▶ AVAILABLE DATA
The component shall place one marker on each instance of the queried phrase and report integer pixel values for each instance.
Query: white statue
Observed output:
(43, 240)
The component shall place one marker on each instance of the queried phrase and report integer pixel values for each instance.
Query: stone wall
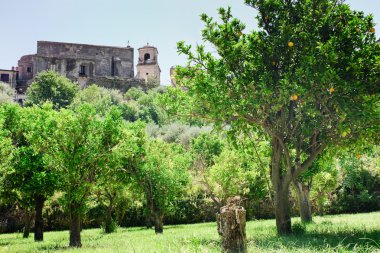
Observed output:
(108, 61)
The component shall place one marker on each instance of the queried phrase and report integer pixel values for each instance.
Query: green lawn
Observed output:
(339, 233)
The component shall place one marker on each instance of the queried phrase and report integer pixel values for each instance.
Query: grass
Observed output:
(338, 233)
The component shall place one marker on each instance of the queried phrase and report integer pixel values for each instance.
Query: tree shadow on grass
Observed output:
(318, 241)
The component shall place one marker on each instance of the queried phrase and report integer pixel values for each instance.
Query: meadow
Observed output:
(335, 233)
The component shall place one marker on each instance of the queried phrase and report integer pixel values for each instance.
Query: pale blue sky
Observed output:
(162, 23)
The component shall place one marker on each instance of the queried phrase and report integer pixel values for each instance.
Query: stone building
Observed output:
(147, 66)
(9, 76)
(111, 67)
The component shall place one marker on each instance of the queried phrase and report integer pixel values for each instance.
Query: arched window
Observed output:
(146, 57)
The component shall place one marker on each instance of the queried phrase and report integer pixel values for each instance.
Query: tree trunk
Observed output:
(158, 218)
(303, 192)
(282, 210)
(281, 182)
(148, 218)
(27, 223)
(231, 226)
(108, 222)
(39, 222)
(75, 228)
(149, 207)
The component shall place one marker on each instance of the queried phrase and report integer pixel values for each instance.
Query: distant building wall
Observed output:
(9, 76)
(147, 66)
(78, 62)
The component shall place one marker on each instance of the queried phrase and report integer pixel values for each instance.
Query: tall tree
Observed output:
(163, 177)
(82, 146)
(307, 78)
(32, 180)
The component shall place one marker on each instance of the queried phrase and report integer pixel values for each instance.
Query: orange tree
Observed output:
(307, 79)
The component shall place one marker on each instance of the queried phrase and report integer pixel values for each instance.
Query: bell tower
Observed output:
(147, 66)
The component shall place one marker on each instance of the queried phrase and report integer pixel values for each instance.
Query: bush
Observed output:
(7, 93)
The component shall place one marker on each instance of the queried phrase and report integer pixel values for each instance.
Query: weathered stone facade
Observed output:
(86, 64)
(147, 66)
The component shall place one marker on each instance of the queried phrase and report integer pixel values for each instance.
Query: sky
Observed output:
(161, 23)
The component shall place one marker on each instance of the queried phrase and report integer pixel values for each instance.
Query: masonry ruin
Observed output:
(107, 66)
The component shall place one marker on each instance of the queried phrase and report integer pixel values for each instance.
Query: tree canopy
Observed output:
(307, 79)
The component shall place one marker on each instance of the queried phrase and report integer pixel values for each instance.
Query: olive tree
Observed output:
(82, 150)
(30, 180)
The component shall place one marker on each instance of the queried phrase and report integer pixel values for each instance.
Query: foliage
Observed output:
(307, 79)
(144, 106)
(50, 86)
(176, 132)
(165, 173)
(7, 93)
(28, 176)
(359, 185)
(102, 99)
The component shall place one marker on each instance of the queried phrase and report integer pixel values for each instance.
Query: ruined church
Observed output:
(107, 66)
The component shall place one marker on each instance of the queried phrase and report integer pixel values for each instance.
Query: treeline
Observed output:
(73, 159)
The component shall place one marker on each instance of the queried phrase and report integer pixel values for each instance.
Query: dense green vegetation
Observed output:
(285, 117)
(338, 233)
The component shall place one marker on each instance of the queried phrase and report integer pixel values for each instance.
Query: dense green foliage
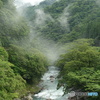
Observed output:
(64, 21)
(19, 66)
(80, 66)
(10, 83)
(82, 19)
(31, 63)
(12, 26)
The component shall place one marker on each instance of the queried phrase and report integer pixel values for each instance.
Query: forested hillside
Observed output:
(20, 64)
(67, 22)
(74, 28)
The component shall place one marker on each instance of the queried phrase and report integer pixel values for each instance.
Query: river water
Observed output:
(49, 86)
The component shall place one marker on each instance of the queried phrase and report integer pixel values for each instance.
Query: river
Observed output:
(49, 86)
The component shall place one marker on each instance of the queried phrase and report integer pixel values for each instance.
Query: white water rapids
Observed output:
(49, 84)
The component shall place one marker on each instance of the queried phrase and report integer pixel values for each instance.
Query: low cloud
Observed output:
(41, 17)
(63, 19)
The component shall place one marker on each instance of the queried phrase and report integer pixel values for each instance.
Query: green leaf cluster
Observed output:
(80, 66)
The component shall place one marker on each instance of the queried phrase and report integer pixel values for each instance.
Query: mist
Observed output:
(48, 47)
(63, 19)
(20, 3)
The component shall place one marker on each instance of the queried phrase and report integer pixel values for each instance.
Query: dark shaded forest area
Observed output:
(72, 24)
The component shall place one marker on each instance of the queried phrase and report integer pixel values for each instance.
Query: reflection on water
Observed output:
(49, 86)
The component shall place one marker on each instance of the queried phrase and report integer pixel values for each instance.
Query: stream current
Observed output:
(49, 86)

▶ PROBLEM STATEMENT
Pictures stay out; repeat all the rest of the records exactly.

▶ SOLUTION FOR THIS TASK
The component shall place one marker on each instance of the queried phrase and report integer pixel values for each instance.
Query: white statue
Observed output:
(43, 240)
The component shall place one marker on each instance of the queried phrase and report integer pixel values for each instance.
Query: stone wall
Observed output:
(108, 61)
The component shall place one marker on each instance of the queried phrase and report integer pixel values for each instance.
Query: green lawn
Observed output:
(339, 233)
The component shall place one marker on each instance of the queried phrase and report integer pixel values for each instance.
Query: grass
Observed output:
(338, 233)
The component shall place one marker on each instance of the queried phrase and report integer pixel values for each instance.
Query: tree shadow on grass
Observed output:
(318, 241)
The component shall place one marker on each instance of the queried phrase and report integer pixel values for each instance.
Query: meadow
Observed output:
(335, 233)
The component shall place one marker on each instance of the queried phrase and report integer pixel values for each instance.
Query: pale blue sky
Observed output:
(162, 23)
The component shall place one marker on each instance of the queried phrase and report integer pixel values for each instance.
Query: stone building
Observed output:
(147, 66)
(9, 76)
(111, 67)
The component shall place one marker on each instance of the queried phrase and report integer pixel values for each instance.
Query: arched window
Observed output:
(146, 57)
The component shall place one marker on each instance of the queried phrase and report integer pixel values for each instance.
Query: tree trunk
Observed output:
(158, 218)
(303, 192)
(282, 210)
(281, 182)
(148, 218)
(27, 223)
(231, 226)
(108, 222)
(39, 222)
(75, 228)
(149, 207)
The component shall place one marker on each instance of the queried phrase and report integer pixel values for each instance.
Query: distant building wall
Observed output:
(9, 76)
(147, 66)
(78, 62)
The component shall place one marker on each instance of the queried phrase and report integer pixel values for each instance.
Query: tall tree
Observed output:
(163, 177)
(82, 146)
(307, 78)
(32, 180)
The component shall place one marker on each instance of the queried phrase and report integer pixel values for each instance.
Query: orange tree
Observed output:
(307, 79)
The component shall place one marker on each instance of the queried phrase and report integer pixel values for each instance.
Query: bell tower
Observed output:
(147, 66)
The component shall place one marker on each instance of the queried phrase and report integer pixel values for each instance.
Query: bush
Observed output:
(7, 93)
The component shall place one marker on each instance of the queried phrase and report integer pixel values for each instance.
Query: weathered stone facade
Observed output:
(86, 64)
(147, 66)
The component shall place one marker on each instance of the queried phrase and report integer pixel values for each instance.
Query: sky
Observed output:
(161, 23)
The component shall place one marker on each instance of the queried phrase and report integer pixel values for each instance.
Query: masonry ruin
Observed output:
(107, 66)
The component shall place one marker on each instance of the queried phrase and report integer pixel values for each instance.
Query: tree canopy
Observed output:
(307, 79)
The component shall place one marker on each instance of the queried phrase and report integer pixel values for each instance.
Query: olive tree
Observed output:
(82, 150)
(30, 180)
The component shall place one marker on each instance of the queried phrase and report integer pixel values for each instance.
Query: foliage
Observed output:
(307, 79)
(144, 106)
(50, 86)
(176, 132)
(165, 173)
(7, 93)
(28, 176)
(359, 185)
(102, 99)
The component shall place one marker on each instance of the queried phrase and report integer pixel values for each instance.
Query: ruined church
Observed output:
(107, 66)
The component shall place one marker on each instance of the queried phrase and report integer pixel values for each instance.
Query: treeline
Observed output:
(73, 159)
The component shall place one marker on each instance of the queried phrase and report integer pixel values for each instance.
Query: dense green vegetation
Observed output:
(285, 117)
(338, 233)
The component shall place one marker on each instance of the queried phrase and report integer pixel values for each instance.
Query: dense green foliage
Observed output:
(64, 21)
(19, 66)
(80, 66)
(10, 83)
(82, 19)
(31, 63)
(12, 26)
The component shall place one marker on each instance of the queried phrase and report integer pixel values for each instance.
Query: forested hillside
Observed output:
(20, 64)
(67, 22)
(74, 28)
The component shall place one marker on each instance of the queried phrase and report integer pixel values for each instance.
Query: river water
Observed output:
(49, 86)
The component shall place one marker on each instance of the queried phrase and report integer pixel values for each instance.
Query: river
Observed output:
(49, 86)
The component shall place one marker on each instance of the queried phrase and report integer pixel values for each instance.
Query: white water rapids
Observed output:
(49, 84)
The component shall place one marker on each instance of the queried phrase and report integer pixel values for each instance.
Query: low cloud
Observed output:
(41, 17)
(63, 19)
The component shall place one marker on each instance of the queried phrase and report integer pixel values for each instance.
Query: green leaf cluster
Observed output:
(80, 66)
The component shall place one marker on each instance of the queried phrase and report integer pixel values for each instance.
Query: mist
Observed output:
(48, 47)
(63, 19)
(20, 3)
The component shall place one marker on each instance of the queried phrase and report integer pixel values for each instance.
Query: dark shaded forest area
Observed output:
(72, 24)
The component shall place one marker on each instance of the queried phrase and report integer pixel values for each instance.
Query: reflection on water
Observed output:
(49, 86)
The component shall place one marker on each instance of the queried phrase and report integer pixel values for each instance.
Query: stream current
Observed output:
(49, 86)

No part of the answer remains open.